> _Task to carry out_
Count how many lines in the material below hold the word "black"; the reply is that number alone.

> _Data extracts_
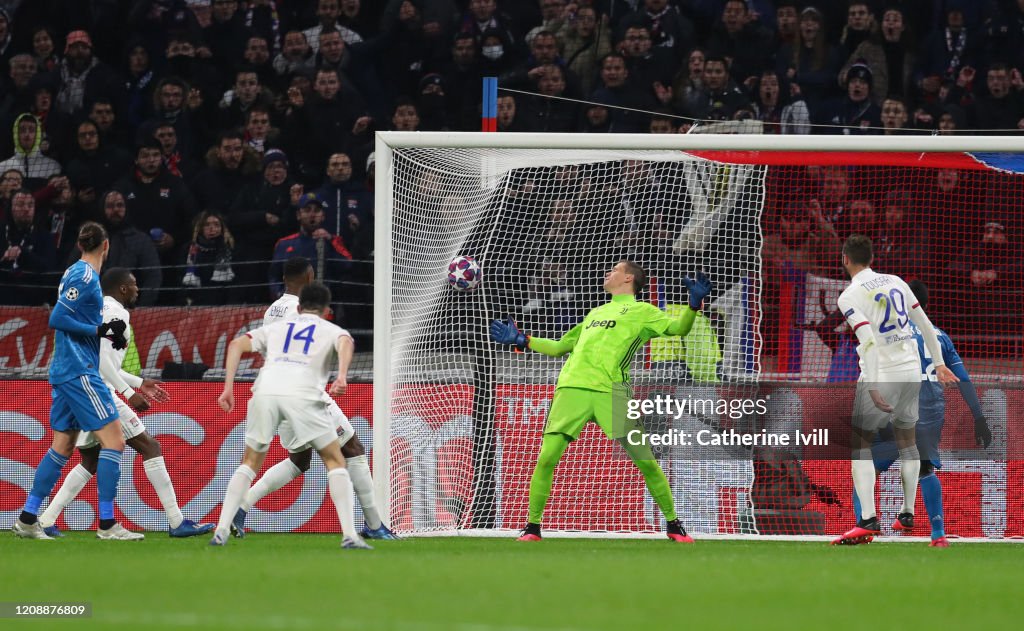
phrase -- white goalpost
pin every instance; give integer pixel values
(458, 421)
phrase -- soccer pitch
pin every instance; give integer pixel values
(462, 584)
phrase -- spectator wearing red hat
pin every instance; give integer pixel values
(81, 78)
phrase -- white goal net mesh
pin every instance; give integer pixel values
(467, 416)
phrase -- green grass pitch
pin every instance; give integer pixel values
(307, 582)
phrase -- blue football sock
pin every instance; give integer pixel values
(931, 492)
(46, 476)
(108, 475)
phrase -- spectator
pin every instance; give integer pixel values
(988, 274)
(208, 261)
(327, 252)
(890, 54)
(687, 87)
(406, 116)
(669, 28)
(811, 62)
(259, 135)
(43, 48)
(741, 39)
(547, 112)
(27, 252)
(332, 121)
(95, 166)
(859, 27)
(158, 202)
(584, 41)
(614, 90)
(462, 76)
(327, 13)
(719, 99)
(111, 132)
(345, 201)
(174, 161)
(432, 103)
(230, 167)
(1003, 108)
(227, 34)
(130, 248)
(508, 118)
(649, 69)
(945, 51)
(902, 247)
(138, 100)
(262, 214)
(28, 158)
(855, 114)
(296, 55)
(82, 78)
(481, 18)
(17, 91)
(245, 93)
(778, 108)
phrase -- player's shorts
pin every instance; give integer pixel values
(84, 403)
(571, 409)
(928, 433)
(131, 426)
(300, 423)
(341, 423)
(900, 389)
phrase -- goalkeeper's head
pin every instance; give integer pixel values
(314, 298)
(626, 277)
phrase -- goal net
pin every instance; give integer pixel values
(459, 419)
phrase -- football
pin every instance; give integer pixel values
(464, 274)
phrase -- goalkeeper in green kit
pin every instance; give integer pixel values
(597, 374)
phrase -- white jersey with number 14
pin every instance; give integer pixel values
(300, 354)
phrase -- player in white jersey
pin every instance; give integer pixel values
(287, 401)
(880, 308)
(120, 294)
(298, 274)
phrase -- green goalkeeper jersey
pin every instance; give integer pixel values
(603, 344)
* * *
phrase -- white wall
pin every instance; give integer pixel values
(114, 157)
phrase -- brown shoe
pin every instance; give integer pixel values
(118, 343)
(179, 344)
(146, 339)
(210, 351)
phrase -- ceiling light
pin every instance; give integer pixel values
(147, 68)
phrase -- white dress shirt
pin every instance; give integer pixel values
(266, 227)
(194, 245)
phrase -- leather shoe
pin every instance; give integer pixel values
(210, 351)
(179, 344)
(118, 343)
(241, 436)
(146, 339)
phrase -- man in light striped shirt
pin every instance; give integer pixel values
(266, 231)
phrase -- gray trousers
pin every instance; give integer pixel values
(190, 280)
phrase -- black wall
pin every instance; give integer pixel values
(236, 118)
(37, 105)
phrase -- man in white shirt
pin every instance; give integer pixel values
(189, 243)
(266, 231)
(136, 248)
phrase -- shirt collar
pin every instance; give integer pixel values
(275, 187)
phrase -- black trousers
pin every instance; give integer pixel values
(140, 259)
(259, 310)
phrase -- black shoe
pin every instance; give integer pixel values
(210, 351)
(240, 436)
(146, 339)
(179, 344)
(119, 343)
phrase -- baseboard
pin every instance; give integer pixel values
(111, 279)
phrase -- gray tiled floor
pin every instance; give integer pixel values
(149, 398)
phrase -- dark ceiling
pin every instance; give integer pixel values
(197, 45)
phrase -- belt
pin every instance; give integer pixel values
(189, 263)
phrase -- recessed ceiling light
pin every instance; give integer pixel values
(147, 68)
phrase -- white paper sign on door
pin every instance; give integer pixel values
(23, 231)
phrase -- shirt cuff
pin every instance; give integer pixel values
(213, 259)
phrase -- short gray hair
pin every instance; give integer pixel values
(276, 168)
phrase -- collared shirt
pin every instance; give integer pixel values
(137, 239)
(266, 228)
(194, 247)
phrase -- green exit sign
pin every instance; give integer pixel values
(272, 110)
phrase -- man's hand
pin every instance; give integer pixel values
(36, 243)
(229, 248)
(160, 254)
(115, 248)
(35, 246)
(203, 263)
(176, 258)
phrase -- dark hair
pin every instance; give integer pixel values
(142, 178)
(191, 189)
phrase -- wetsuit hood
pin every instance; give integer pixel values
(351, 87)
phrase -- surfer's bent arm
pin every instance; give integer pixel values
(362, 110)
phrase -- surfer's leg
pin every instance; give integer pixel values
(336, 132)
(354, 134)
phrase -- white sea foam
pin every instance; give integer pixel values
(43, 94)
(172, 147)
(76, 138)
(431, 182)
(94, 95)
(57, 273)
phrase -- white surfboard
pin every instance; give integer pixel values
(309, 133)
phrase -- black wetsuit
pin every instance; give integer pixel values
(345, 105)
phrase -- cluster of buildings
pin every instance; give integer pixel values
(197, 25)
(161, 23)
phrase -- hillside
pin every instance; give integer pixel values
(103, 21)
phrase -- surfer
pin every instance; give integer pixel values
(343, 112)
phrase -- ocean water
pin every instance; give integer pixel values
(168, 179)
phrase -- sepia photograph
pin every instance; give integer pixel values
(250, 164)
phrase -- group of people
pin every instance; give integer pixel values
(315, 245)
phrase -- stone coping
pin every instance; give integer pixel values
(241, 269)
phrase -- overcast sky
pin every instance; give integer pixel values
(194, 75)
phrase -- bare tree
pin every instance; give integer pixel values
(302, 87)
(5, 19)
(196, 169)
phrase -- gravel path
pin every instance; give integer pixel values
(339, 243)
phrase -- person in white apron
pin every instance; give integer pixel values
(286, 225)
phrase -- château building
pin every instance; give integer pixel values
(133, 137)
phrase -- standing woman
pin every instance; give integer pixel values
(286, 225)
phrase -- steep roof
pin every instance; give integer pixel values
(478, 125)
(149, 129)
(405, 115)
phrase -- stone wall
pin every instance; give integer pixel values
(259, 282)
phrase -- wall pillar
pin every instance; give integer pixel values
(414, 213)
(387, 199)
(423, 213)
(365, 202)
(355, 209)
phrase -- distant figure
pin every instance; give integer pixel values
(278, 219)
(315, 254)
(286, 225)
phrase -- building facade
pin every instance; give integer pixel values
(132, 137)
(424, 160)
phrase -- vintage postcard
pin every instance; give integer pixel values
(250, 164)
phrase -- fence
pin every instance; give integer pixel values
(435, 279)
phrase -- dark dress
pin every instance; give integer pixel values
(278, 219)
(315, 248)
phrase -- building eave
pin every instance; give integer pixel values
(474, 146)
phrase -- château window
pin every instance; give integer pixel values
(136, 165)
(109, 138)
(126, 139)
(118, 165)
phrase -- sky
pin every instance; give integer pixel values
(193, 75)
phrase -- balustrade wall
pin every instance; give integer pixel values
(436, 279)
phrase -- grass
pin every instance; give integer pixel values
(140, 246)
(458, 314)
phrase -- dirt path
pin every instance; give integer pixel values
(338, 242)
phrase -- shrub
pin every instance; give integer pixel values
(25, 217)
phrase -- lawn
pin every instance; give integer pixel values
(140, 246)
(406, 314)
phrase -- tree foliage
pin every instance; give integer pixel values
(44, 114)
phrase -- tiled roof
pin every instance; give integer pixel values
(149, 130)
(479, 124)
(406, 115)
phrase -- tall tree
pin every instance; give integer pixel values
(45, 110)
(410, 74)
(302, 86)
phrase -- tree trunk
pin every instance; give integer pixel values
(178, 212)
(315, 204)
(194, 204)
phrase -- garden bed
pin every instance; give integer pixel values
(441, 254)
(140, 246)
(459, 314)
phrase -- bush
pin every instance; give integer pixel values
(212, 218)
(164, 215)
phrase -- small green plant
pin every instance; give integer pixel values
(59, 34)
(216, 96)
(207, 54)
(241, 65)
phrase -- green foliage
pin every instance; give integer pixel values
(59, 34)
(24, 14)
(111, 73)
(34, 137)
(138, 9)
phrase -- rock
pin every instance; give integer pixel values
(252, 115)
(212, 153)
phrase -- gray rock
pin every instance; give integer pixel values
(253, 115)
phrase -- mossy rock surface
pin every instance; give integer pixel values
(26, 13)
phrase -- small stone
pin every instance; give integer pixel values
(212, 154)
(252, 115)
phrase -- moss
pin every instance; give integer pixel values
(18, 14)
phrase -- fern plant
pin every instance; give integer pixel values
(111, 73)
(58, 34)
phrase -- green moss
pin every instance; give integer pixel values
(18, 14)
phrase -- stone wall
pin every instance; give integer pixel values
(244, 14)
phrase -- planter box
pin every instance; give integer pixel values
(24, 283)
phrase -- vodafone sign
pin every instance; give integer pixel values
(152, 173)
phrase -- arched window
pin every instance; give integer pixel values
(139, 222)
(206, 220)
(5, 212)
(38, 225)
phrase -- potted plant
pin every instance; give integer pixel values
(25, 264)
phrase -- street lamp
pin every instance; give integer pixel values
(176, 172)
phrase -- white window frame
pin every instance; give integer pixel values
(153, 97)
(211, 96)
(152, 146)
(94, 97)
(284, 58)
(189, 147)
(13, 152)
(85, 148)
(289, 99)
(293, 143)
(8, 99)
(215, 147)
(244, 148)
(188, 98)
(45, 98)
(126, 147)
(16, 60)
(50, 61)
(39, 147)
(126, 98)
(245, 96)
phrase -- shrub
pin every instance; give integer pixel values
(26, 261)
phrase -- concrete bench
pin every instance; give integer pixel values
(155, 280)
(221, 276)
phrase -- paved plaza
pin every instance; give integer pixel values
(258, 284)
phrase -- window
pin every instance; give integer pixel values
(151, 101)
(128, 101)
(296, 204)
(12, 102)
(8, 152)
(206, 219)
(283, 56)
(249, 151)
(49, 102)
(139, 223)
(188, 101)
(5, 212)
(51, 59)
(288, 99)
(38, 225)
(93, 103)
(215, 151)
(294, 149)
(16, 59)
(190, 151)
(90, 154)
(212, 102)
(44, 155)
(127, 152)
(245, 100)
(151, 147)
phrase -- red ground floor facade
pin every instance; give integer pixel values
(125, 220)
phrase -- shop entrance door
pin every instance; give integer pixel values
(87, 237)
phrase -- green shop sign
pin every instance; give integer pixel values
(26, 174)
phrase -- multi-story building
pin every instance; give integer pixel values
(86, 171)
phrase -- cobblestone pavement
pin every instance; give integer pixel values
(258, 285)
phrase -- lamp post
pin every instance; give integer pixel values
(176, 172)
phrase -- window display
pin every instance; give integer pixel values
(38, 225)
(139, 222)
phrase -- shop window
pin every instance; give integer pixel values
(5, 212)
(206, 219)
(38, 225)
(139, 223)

> _Reply to the exercise_
4